• Your assignment: All of the lines below should be printed again exactly as they are.

• Exercise data:
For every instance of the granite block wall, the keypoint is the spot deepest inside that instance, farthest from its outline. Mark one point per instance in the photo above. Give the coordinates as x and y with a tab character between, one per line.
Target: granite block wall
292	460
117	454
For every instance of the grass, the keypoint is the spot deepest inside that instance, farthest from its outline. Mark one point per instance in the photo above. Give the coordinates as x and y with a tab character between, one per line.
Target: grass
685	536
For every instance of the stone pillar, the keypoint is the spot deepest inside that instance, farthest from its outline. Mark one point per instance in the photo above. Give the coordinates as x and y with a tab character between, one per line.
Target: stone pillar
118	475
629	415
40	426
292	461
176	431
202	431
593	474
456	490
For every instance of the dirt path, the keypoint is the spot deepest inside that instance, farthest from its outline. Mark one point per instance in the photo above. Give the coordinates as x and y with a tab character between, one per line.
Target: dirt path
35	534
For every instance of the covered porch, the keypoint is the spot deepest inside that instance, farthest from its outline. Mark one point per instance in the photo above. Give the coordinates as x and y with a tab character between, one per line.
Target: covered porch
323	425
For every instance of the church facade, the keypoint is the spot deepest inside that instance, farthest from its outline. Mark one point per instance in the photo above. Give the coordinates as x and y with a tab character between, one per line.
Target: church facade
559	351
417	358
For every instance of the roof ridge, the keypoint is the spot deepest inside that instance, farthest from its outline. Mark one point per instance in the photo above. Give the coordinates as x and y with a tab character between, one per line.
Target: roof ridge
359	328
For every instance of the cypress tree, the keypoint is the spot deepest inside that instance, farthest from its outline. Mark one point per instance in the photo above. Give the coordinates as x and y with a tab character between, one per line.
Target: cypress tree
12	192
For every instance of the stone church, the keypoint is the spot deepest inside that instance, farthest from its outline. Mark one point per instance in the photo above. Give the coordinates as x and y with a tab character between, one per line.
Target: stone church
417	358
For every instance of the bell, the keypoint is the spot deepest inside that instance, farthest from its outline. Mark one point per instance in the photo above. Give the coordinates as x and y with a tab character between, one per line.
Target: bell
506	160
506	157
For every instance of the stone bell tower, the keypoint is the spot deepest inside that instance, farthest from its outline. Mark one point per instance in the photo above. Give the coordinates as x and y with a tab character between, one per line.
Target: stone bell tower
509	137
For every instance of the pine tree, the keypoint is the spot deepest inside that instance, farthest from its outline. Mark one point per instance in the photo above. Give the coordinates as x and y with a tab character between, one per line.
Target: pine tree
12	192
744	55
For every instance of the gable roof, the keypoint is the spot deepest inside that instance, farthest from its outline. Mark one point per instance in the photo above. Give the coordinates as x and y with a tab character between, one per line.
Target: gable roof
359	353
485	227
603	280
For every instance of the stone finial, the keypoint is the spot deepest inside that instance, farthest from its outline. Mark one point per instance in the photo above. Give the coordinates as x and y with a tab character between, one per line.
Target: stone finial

• Written answer:
For every instance of the granite block wall, the keypoint is the spot deepest inside that instance, farthest from its outline. Mark one point per instance in the photo above. Give the coordinates as x and y with a tab character between, one per line.
Target: granite block wall
292	460
117	454
For every instance of the grass, the keypoint is the spot deepest inside that instance, farthest from its outline. Mark one point per instance in the photo above. Give the coordinates as x and y with a tab character between, one per line.
Target: grass
685	536
For every instance of the stone pillar, the keypoint is the spot deepest inside that instance, farthest from its outline. Mark one point per instance in the photo above. Give the coordinates as x and y with a tab character between, one per line.
Target: stone pillar
118	475
629	415
40	426
292	461
176	431
202	431
593	474
456	490
For every instance of the dirt path, the keypoint is the spot deepest inside that instance, farthest from its outline. Mark one point per instance in the photo above. Give the coordinates as x and y with a tab character between, one per line.
Target: dirt path
35	534
For every instance of the covered porch, the keypoint is the spot deepest inside that instance, farthest from its outline. Mark one point per instance in the photo above. Give the coordinates as x and y with a tab character between, one per line.
Target: covered porch
323	425
For every instance of the church facade, the keypoint is the spot deepest inside that instance, farthest from its outline. Mark one point per instance in the photo above. Give the coordinates as x and y with a tab character between, one per line.
Target: church facade
559	351
417	358
For every instance of the roof ridge, the keypoint is the spot deepest inside that instance, farthest from its outline. Mark one point per instance in the photo above. Give the coordinates as x and y with a tab character between, one per line.
Target: roof ridge
359	328
For every instance of the cypress tree, the keypoint is the spot deepest inside that instance, farthest from its outline. Mark one point per instance in the photo above. Give the coordinates as x and y with a tab character between, one per line.
Target: cypress tree
12	192
For every instance of the stone church, the keypoint is the spot deepest inside that instance, farthest from its outline. Mark one point per instance in the photo above. Give the coordinates as x and y with a tab character between, one per line.
Target: stone church
417	358
For every instance of the bell, the keypoint is the spot deepest inside that instance, farthest from its outline. Mark one point per instance in the photo above. Give the coordinates as x and y with a tab character between, one per line.
Target: bell
506	160
506	157
For every instance of the stone bell tower, the keypoint is the spot deepest inside that instance, farthest from its outline. Mark one point per instance in the photo above. Give the coordinates as x and y with a tab character between, one per line.
Target: stone bell tower
509	137
For every instance of the pine tree, the keypoint is the spot deepest inside that instance, farthest from its outline. Mark one point per instance in the photo above. Give the coordinates as x and y with a tab character between, one per line.
Target: pine tree
12	192
744	55
For every instance of the gable roof, the keypoint is the spot deepest inside that instance, farthest from its outline. Mark one point per instance in the photo above. Give the coordinates as x and y with a tab character between, one per line.
Target: gable roof
359	353
485	227
603	280
For every instance of the stone finial, the keypoint is the spot deepest inside that instance, farthest from its outline. Mark one point per instance in the photo above. Give the coordinates as x and y with a tab character between, one per line.
Target: stone finial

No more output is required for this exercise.